#### [Task directions]
Quote every line as written. Omit pictures.

#### [Records shown]
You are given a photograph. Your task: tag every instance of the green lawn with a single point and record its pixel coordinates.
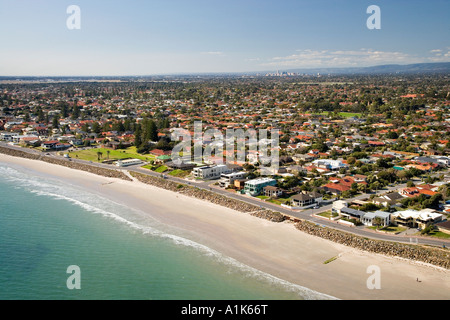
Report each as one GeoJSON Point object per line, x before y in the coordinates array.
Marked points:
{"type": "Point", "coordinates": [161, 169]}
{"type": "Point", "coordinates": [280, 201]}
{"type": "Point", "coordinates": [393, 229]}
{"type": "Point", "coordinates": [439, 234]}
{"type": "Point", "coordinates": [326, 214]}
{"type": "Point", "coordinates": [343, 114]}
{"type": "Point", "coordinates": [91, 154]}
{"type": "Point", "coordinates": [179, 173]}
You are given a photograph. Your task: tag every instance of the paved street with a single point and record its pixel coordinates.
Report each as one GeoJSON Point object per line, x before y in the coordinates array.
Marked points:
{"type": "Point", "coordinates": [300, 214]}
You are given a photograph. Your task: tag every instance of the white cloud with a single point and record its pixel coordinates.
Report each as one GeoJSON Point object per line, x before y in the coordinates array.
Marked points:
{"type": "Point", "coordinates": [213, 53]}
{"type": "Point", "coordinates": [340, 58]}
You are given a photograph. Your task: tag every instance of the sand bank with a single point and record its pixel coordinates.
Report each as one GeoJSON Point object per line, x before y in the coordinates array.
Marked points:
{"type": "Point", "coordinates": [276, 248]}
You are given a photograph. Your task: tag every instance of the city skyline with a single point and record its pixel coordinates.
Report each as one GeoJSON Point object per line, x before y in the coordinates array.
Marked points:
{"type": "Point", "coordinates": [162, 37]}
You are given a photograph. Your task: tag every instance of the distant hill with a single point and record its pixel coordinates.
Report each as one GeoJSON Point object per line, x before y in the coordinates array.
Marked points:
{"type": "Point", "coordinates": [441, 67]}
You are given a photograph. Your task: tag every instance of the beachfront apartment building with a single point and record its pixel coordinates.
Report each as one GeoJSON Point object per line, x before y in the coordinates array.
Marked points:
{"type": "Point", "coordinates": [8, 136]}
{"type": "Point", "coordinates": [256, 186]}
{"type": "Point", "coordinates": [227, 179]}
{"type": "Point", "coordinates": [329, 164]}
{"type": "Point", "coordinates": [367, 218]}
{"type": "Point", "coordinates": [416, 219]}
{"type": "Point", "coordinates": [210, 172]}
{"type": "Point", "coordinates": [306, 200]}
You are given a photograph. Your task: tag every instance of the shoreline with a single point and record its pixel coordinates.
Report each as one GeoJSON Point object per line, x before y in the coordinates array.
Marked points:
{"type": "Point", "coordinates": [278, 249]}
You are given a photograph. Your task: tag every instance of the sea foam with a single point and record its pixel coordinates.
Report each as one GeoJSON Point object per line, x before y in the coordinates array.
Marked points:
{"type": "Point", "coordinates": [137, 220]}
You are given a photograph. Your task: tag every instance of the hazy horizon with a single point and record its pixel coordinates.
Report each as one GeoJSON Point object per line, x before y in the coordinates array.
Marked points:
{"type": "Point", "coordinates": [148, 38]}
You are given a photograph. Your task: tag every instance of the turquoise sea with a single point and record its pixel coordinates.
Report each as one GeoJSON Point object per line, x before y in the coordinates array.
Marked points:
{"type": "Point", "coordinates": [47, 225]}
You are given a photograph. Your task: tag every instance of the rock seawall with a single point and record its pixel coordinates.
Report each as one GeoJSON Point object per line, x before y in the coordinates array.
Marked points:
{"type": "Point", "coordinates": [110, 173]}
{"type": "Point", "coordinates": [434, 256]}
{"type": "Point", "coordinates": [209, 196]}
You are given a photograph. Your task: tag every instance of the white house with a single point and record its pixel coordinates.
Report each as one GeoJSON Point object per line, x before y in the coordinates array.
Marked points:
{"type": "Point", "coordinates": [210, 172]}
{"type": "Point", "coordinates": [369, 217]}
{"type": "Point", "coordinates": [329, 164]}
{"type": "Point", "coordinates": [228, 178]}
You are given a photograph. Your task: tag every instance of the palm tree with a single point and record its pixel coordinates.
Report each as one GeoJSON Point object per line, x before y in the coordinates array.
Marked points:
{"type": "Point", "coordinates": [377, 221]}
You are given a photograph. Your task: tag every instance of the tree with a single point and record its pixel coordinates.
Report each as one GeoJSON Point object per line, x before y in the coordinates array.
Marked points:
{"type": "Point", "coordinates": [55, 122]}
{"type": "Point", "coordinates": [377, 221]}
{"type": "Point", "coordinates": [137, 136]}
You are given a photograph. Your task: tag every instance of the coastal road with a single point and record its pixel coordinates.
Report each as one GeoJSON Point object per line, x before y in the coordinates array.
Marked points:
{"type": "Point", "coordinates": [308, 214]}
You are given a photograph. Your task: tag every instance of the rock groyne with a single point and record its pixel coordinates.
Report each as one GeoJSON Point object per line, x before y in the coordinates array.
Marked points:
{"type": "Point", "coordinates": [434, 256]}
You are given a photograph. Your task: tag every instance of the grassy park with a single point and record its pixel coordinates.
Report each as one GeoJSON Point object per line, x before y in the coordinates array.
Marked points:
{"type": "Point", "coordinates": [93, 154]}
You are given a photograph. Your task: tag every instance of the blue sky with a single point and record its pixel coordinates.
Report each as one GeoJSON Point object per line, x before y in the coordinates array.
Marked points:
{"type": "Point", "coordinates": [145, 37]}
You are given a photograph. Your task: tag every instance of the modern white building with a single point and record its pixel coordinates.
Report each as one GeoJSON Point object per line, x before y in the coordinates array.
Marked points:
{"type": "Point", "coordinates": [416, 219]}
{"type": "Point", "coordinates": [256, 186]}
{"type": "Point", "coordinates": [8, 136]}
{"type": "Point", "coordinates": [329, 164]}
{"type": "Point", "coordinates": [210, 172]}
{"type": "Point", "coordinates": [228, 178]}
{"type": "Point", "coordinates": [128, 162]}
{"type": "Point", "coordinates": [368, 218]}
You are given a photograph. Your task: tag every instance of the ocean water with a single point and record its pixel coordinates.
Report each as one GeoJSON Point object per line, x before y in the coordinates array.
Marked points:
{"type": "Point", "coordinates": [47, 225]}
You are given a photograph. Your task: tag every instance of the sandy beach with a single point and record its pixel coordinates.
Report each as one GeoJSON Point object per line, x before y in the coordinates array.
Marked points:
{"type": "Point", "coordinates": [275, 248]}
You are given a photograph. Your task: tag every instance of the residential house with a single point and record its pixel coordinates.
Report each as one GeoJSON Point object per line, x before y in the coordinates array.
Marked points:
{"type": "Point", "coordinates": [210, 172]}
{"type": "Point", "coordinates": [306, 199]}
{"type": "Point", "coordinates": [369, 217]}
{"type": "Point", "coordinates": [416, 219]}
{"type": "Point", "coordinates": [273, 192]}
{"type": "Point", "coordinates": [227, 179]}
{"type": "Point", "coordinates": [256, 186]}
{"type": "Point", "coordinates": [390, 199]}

#### [Solution for this exercise]
You are given a photograph. Your task: tag every instance of the green lawn with a single point and record its pixel coordinates.
Report each as one GeoJSON Point object per line, x before y in the coordinates array.
Marked points:
{"type": "Point", "coordinates": [161, 169]}
{"type": "Point", "coordinates": [280, 201]}
{"type": "Point", "coordinates": [393, 229]}
{"type": "Point", "coordinates": [439, 234]}
{"type": "Point", "coordinates": [326, 214]}
{"type": "Point", "coordinates": [343, 114]}
{"type": "Point", "coordinates": [91, 154]}
{"type": "Point", "coordinates": [179, 173]}
You are given a photograph. Your task: tag every instance of the paved street with a single point and record its pixel coordinates.
Report each as one GeoJSON Point object per line, x before y in the coordinates array.
Marked points:
{"type": "Point", "coordinates": [300, 214]}
You are given a photograph. Your task: tag every instance of the white cloud with a single point and record its pixel coordinates.
Report each as one GeoJSON Point object per line, x before y in the coordinates array.
Marked points:
{"type": "Point", "coordinates": [213, 53]}
{"type": "Point", "coordinates": [340, 58]}
You are given a photograph. Your task: tag every instance of the sand bank with a single point and record its pixel coordinates.
Report each as one GeoJSON Point object per line, x before y in the coordinates array.
Marked points:
{"type": "Point", "coordinates": [276, 248]}
You are given a photograph. Your task: tag every instance of the city skyline with a single point and record its pixel coordinates.
Report each as one GeoJSON Point object per line, x before y in the coordinates array.
Marked points:
{"type": "Point", "coordinates": [162, 37]}
You are given a photograph. Your task: tag every instance of the distant hill with a single point and record its pixel coordinates.
Report each as one GeoJSON Point object per line, x before y in the coordinates array.
Marked points:
{"type": "Point", "coordinates": [441, 67]}
You are given a photograph. Your task: tag every instance of the beachfront apartment building with a single point and record its pixel coordinates.
Report each as one GeoJSON Point object per line, x before y in the coordinates array.
Marked points:
{"type": "Point", "coordinates": [8, 136]}
{"type": "Point", "coordinates": [256, 186]}
{"type": "Point", "coordinates": [227, 179]}
{"type": "Point", "coordinates": [329, 164]}
{"type": "Point", "coordinates": [367, 218]}
{"type": "Point", "coordinates": [416, 219]}
{"type": "Point", "coordinates": [210, 172]}
{"type": "Point", "coordinates": [306, 200]}
You are given a photograph. Your task: tag every instance of the shoreline with a single point and record its pixel coordinates.
Report each as one GeoJSON Point object per line, x before y in the coordinates array.
Marked points:
{"type": "Point", "coordinates": [278, 249]}
You are given a photograph. Your task: tag every instance of the sea foam with a single point and record its pixel coordinates.
Report each as one GeoJSON Point object per line, x before y in the coordinates array.
Marked points:
{"type": "Point", "coordinates": [137, 220]}
You are given a photograph. Your task: tag every instance of the hazy horizon with a single point and record its pixel coordinates.
Report each as one GeoJSON Point object per line, x before y in the coordinates array.
Marked points:
{"type": "Point", "coordinates": [148, 38]}
You are given a photograph. Your task: tag every instance of the turquoise sea with a single point and record its pixel coordinates.
Report each as one GeoJSON Point object per line, x before y in the coordinates array.
Marked points:
{"type": "Point", "coordinates": [47, 225]}
You are given a photograph. Your task: tag every instance of the rock seawall with a single point and record its pixel coordinates.
Report each as one GeoJSON Point object per line, x before y in the coordinates array.
Marked points:
{"type": "Point", "coordinates": [110, 173]}
{"type": "Point", "coordinates": [434, 256]}
{"type": "Point", "coordinates": [209, 196]}
You are given a photograph. Your task: tag every instance of the white house with a single point and record its pixel coordinates.
Report each as one GeoJSON Point object per line, x before y in the coordinates array.
Marked points:
{"type": "Point", "coordinates": [210, 172]}
{"type": "Point", "coordinates": [369, 217]}
{"type": "Point", "coordinates": [329, 164]}
{"type": "Point", "coordinates": [228, 178]}
You are given a photograph. Your task: tag every instance of the palm tree with a single point and record its pixel coordinates.
Report each as one GeoJSON Point object per line, x before y in the coordinates array.
Marked points:
{"type": "Point", "coordinates": [377, 221]}
You are given a photograph. Your task: tag every instance of the tree with a single point and record its pixel coordinates.
Report each as one GeoJSON Point object per line, x before y in the coordinates array.
Marked points:
{"type": "Point", "coordinates": [55, 122]}
{"type": "Point", "coordinates": [377, 221]}
{"type": "Point", "coordinates": [137, 136]}
You are given a photograph. Your task: tag every instance of the coastal road with a single point and record its pixel coordinates.
Report each as one GeoJSON Point object per line, x before y in the coordinates array.
Marked points:
{"type": "Point", "coordinates": [308, 214]}
You are given a photograph. Your task: tag every instance of the rock groyne with a single point and record its pixel coordinates.
Report each as one GeoJSON Point object per line, x before y in the coordinates array.
Marked points:
{"type": "Point", "coordinates": [434, 256]}
You are given a photograph. Your task: tag every instance of the grassy park with a single point and record its pixel coordinates.
Report each as one GeoJSON Point object per line, x before y in the coordinates array.
Marked points:
{"type": "Point", "coordinates": [93, 154]}
You are given a photograph. Your task: tag every instance of the blue sky with a single point and record its pixel coordinates.
Report each as one GeoJSON Point object per line, x before y in the coordinates array.
Marked points:
{"type": "Point", "coordinates": [145, 37]}
You are given a photograph. Your task: tag every instance of the modern white building with a single point and record its pixel coordinates.
Report each as one GeoJSON Point object per line, x before y in the coordinates array.
Marked points:
{"type": "Point", "coordinates": [416, 219]}
{"type": "Point", "coordinates": [256, 186]}
{"type": "Point", "coordinates": [8, 136]}
{"type": "Point", "coordinates": [329, 164]}
{"type": "Point", "coordinates": [210, 172]}
{"type": "Point", "coordinates": [228, 178]}
{"type": "Point", "coordinates": [128, 162]}
{"type": "Point", "coordinates": [368, 218]}
You are given a photograph. Your task: tag every instance of the ocean water with a single point and record its pixel coordinates.
Report each as one GeoJSON Point object per line, x before y in the coordinates array.
Marked points:
{"type": "Point", "coordinates": [47, 225]}
You are given a photograph. Your task: tag every instance of the sandy beach with a single point and record its pixel coordinates.
Report each as one GeoJSON Point object per line, x before y in the coordinates array.
Marked points:
{"type": "Point", "coordinates": [275, 248]}
You are given a photograph. Your task: tag every instance of the residential house with a single point and record its pixel coordinates.
Report each as one GeoJSON Point object per line, x before y in the coordinates array.
Marked points:
{"type": "Point", "coordinates": [210, 172]}
{"type": "Point", "coordinates": [306, 199]}
{"type": "Point", "coordinates": [369, 217]}
{"type": "Point", "coordinates": [416, 219]}
{"type": "Point", "coordinates": [273, 192]}
{"type": "Point", "coordinates": [227, 179]}
{"type": "Point", "coordinates": [256, 186]}
{"type": "Point", "coordinates": [390, 199]}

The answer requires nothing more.